* _Task data_
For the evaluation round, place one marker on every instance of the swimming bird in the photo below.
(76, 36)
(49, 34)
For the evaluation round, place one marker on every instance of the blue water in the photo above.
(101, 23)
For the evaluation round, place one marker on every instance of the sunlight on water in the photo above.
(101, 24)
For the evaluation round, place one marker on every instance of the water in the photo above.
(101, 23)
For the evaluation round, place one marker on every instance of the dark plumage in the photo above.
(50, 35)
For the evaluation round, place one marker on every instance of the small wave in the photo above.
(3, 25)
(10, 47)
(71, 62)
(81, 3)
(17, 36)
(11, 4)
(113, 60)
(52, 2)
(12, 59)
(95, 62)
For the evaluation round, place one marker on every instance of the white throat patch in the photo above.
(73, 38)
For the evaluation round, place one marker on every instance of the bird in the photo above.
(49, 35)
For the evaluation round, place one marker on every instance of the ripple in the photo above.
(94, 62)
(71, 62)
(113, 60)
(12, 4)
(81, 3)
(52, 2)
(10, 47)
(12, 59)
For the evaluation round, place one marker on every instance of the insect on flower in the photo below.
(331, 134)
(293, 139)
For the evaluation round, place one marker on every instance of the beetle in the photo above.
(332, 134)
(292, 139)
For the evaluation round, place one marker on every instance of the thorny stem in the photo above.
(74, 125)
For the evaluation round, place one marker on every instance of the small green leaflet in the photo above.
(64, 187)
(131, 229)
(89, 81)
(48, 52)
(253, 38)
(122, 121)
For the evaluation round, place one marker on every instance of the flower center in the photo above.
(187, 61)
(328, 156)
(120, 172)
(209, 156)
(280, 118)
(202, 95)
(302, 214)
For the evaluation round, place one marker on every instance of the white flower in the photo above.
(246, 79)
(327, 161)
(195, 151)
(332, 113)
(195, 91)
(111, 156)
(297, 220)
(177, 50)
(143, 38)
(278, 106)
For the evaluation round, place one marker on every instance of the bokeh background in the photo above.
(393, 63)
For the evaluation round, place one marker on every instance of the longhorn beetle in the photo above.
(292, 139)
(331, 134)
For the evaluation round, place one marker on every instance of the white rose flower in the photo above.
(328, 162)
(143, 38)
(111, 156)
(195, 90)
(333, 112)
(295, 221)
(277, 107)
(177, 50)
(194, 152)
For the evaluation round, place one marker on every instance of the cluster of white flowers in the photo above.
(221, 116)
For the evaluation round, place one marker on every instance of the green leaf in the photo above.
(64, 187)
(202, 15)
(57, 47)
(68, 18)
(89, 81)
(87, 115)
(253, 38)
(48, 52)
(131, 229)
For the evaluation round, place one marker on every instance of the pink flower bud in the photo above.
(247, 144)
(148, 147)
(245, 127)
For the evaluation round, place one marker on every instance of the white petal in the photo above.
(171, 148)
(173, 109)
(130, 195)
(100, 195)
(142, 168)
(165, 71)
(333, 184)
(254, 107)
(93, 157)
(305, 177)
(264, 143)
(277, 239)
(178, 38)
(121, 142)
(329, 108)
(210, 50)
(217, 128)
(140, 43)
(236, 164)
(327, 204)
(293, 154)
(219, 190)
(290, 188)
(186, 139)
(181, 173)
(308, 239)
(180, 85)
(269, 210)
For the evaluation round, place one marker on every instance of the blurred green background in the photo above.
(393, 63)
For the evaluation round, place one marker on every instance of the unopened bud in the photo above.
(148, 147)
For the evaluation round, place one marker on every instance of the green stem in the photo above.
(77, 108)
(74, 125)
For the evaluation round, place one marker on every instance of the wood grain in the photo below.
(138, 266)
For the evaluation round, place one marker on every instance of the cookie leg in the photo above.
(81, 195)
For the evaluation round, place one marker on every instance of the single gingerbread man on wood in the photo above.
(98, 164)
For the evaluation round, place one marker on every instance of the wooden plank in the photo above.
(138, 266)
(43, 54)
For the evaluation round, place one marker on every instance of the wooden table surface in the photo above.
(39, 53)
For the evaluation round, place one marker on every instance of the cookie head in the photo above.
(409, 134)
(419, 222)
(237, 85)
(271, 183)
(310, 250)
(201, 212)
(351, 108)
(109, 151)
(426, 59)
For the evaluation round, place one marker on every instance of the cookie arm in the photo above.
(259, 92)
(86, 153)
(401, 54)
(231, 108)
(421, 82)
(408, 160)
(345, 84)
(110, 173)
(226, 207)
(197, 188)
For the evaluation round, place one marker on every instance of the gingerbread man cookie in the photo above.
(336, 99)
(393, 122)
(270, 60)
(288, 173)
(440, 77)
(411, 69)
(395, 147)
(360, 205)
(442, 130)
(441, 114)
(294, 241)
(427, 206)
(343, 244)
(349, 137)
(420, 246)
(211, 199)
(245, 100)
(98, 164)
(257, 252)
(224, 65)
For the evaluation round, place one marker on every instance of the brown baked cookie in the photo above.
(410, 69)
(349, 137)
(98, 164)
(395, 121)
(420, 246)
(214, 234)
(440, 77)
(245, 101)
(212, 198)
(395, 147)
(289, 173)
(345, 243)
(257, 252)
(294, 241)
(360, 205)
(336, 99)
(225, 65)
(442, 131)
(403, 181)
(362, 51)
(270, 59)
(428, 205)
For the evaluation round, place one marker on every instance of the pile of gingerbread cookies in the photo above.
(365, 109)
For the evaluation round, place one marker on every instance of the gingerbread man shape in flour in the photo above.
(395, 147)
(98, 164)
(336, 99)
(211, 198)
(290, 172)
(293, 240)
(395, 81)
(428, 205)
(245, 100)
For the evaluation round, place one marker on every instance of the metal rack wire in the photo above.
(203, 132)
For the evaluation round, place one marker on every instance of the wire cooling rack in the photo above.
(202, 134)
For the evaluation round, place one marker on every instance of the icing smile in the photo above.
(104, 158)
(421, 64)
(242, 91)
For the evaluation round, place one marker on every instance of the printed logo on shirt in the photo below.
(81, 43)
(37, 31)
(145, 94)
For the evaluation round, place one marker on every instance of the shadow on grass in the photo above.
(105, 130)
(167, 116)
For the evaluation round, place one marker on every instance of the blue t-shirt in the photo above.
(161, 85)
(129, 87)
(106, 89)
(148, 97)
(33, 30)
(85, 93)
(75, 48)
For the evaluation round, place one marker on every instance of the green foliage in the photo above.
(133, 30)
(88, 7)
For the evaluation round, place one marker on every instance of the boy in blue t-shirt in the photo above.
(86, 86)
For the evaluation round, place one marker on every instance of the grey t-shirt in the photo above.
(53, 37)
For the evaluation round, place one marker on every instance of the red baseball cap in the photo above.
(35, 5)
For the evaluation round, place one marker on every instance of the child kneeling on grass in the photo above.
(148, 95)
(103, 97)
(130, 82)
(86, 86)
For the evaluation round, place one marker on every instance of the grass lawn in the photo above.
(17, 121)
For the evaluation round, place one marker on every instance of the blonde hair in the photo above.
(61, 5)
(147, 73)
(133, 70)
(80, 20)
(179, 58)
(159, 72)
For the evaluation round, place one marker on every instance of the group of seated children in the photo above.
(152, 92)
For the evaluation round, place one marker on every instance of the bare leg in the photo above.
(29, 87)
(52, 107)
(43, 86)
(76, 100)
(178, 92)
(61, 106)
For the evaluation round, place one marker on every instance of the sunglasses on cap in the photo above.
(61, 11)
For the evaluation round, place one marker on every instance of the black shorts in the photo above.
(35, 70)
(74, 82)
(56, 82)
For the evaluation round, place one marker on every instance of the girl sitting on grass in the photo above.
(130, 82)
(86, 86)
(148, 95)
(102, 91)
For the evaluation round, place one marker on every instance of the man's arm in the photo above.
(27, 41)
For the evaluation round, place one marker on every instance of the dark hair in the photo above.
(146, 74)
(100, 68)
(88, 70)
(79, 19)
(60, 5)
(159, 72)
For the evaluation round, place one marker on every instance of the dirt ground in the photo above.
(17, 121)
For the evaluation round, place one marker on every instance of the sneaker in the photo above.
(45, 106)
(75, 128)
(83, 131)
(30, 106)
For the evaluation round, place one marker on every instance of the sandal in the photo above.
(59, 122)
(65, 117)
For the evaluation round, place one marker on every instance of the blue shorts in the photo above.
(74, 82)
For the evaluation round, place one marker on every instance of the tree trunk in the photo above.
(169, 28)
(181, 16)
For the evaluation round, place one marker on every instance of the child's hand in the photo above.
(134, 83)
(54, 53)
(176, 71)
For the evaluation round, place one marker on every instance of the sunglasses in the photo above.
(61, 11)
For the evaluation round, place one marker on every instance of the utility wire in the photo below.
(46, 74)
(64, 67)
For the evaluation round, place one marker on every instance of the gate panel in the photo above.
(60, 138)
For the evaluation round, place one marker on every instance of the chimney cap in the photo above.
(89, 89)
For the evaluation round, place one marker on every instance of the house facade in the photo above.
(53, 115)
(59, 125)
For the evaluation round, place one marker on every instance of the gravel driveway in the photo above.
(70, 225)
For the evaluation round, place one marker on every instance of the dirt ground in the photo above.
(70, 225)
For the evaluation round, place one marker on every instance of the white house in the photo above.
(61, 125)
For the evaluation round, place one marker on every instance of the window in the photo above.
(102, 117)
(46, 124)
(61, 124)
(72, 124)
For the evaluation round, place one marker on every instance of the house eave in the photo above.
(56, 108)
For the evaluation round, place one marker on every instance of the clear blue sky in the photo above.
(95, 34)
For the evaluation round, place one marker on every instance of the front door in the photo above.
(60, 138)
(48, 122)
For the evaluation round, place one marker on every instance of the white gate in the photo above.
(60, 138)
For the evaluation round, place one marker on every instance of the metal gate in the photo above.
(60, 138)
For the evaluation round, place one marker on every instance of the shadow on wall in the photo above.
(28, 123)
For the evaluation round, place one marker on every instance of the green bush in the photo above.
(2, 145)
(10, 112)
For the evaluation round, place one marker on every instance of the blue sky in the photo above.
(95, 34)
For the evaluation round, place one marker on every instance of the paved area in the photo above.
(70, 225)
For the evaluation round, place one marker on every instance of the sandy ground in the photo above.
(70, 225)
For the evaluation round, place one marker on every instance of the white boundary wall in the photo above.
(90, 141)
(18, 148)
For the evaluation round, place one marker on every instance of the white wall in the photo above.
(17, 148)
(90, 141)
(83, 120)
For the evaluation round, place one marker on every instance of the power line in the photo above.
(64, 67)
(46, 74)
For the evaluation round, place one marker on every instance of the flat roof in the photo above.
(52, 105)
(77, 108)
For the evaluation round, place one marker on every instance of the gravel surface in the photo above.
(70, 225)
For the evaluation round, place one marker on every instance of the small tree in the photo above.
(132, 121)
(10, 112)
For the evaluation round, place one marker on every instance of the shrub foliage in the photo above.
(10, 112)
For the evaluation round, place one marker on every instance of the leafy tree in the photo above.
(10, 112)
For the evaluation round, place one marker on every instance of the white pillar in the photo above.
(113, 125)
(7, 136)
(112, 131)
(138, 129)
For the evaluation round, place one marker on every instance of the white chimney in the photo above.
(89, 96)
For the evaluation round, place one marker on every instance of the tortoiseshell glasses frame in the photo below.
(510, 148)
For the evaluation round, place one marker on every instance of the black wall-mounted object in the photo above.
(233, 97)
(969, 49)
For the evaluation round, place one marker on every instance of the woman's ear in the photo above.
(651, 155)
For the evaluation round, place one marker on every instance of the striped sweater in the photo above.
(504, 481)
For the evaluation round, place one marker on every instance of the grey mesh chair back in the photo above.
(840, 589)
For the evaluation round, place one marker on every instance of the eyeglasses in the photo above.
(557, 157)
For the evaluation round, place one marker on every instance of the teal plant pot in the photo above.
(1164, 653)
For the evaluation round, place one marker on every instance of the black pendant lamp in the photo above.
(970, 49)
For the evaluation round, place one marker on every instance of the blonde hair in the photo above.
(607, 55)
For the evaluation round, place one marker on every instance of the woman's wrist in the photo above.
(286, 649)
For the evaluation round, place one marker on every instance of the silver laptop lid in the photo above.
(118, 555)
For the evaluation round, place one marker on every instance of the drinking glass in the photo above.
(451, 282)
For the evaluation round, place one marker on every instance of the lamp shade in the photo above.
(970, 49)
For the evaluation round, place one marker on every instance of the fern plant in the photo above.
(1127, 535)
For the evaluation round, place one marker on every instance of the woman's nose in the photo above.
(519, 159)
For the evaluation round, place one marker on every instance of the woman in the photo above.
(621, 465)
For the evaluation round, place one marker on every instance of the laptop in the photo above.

* _Given instruction_
Extract, unchanged, the closing run of lines that opens with the line containing "shade in the photo above." and ends with the last line.

* _Task response_
For the evaluation round, place one marker on every instance of the lamp shade in the photo above.
(970, 49)
For the evaluation round, place one marker on every instance of the fern plant in the photo above.
(1127, 535)
For the evaluation round, place one marker on every instance of the woman's nose in the photo above.
(519, 159)
For the evaluation round, place one marker on every instance of the woman in the photo above.
(621, 465)
For the evaluation round, place one marker on every instance of the laptop in the photo above.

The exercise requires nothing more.